Texte cité –

+ + +

Fiche moto SuzukiGSX-R 1000 2019 Tordre la poignée... en permanence
Si elle n'a plus la suprématie d'autrefois, la GSX-R 1000 s'affiche quand même comme une sacrée bonne hypersport. Son moteur de barjot est une barre de dynamite sous pression d'adrénaline. Et sa sportivité parvient à conserver le brin de polyvalence routière qui a fait la réputation de la lignée.
Un filet de temps est passé depuis sa nouvelle mouture... Pas assez pour une évolution mais suffisamment pour apporter quelques modifs. Et surtout réparer une gageure : cette pistarde n'était pas équipée de shifter. C'était la seule de la catégorie.
Le mal est réparé avec 2019. Le Quickshifter de la version R, fonctionnant à la montée comme à la descente des rapports, est installée sur cette Gex. Autre amélioration, visuelle cette fois, la pose d'un revêtement noir et d'une platine effilée sur le pot d'échappement. Il est toujours aussi gros, mais le parait un peu moins avec ces astuces.
Pas plus d'arrangements au programme, sauf pour la GSX-R 1000 R, un poil revue elle aussi. Ah si, les pneus. Les Bridgestone RS10 passent le relais aux RS11.
La Suzuki GSX-R 1000 de nouvelle génération, c'est surtout ça : Fin 2015, la marque annonçait les grandes lignes de cette sportive avec la GSX-R Concept ; une démonstration très proche de l‘interprétation définitive. Effectivement, on note très peu de différences avec la version de série. Design identique, idem pour la force technique, menace évidente, ce teaser laissait entrevoir du gros potentiel.

+ + +

Entrées enregistrées –
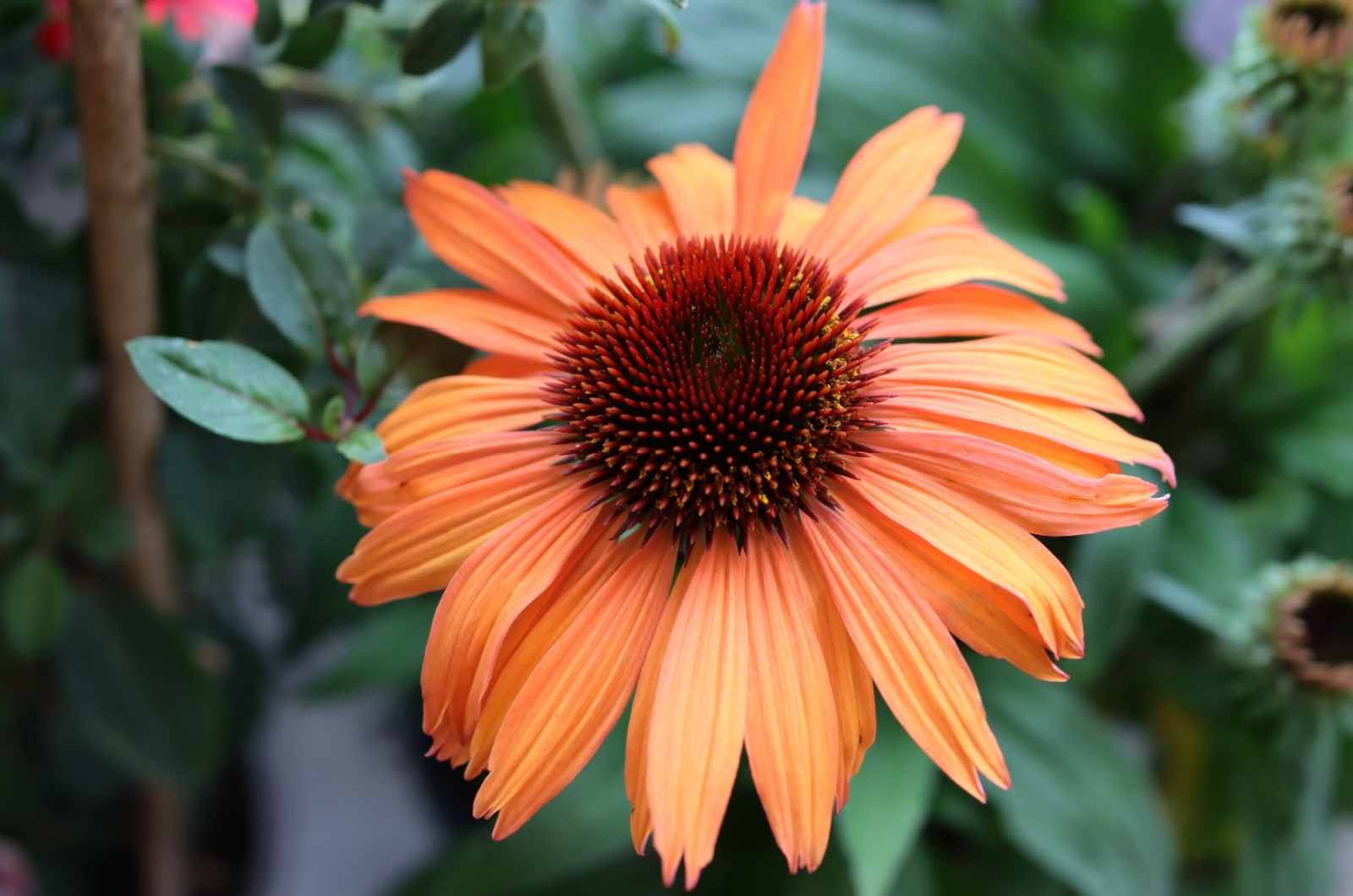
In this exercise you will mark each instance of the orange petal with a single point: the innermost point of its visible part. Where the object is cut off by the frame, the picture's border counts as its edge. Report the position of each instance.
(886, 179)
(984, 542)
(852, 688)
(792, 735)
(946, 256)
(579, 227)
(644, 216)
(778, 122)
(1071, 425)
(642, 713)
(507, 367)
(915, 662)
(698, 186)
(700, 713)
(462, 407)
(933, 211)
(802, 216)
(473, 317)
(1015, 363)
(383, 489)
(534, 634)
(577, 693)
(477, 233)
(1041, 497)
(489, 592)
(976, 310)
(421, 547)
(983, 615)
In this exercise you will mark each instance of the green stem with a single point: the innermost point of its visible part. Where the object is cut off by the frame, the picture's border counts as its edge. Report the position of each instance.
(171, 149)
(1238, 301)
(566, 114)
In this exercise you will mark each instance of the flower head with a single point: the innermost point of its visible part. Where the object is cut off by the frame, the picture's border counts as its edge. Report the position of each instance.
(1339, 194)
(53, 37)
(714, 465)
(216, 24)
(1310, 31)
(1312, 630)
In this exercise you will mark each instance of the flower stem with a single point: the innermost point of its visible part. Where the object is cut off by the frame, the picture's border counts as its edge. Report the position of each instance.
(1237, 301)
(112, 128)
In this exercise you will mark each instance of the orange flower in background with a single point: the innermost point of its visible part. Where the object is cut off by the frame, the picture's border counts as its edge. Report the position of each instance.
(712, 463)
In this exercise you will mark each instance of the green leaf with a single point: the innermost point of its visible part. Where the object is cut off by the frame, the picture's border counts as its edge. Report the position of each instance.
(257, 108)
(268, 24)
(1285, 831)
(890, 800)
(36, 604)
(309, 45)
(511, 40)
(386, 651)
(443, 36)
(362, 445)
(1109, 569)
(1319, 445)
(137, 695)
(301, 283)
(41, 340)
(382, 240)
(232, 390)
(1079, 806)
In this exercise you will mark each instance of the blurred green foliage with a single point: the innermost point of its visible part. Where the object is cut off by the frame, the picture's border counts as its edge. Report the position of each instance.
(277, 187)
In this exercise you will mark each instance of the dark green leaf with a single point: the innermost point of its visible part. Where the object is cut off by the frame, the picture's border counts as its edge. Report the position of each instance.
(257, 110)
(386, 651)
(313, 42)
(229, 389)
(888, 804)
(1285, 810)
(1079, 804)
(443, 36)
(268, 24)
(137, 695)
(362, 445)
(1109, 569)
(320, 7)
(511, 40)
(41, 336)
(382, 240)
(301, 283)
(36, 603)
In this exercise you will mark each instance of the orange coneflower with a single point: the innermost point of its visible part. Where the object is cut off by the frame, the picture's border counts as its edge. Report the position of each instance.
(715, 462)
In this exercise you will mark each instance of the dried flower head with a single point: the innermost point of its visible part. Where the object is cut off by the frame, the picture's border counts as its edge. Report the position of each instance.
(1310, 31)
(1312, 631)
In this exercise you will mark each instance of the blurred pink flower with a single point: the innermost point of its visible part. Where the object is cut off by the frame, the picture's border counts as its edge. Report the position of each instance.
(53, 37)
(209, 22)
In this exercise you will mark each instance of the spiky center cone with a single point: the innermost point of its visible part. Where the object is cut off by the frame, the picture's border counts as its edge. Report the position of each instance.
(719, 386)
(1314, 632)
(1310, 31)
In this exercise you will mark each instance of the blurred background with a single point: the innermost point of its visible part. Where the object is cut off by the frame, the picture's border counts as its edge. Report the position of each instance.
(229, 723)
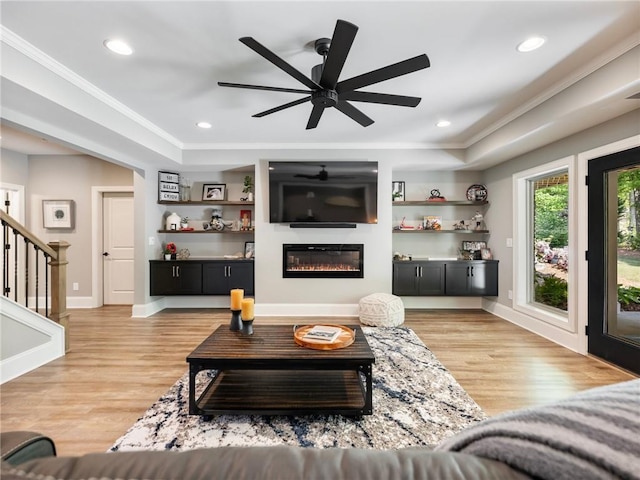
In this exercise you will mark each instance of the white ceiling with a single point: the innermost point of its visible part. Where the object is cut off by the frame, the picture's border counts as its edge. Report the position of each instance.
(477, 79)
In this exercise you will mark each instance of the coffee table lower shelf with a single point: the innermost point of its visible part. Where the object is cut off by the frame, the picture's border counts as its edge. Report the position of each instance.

+ + +

Énoncé de l'exercice –
Recopiez à l'identique, dans la fiche sur la Suzuki GSX-R 1000, le passage qui va de « Un filet de » jusqu'à « avec ces astuces. ».

Réponse attendue –
Un filet de temps est passé depuis sa nouvelle mouture... Pas assez pour une évolution mais suffisamment pour apporter quelques modifs. Et surtout réparer une gageure : cette pistarde n'était pas équipée de shifter. C'était la seule de la catégorie.
Le mal est réparé avec 2019. Le Quickshifter de la version R, fonctionnant à la montée comme à la descente des rapports, est installée sur cette Gex. Autre amélioration, visuelle cette fois, la pose d'un revêtement noir et d'une platine effilée sur le pot d'échappement. Il est toujours aussi gros, mais le parait un peu moins avec ces astuces.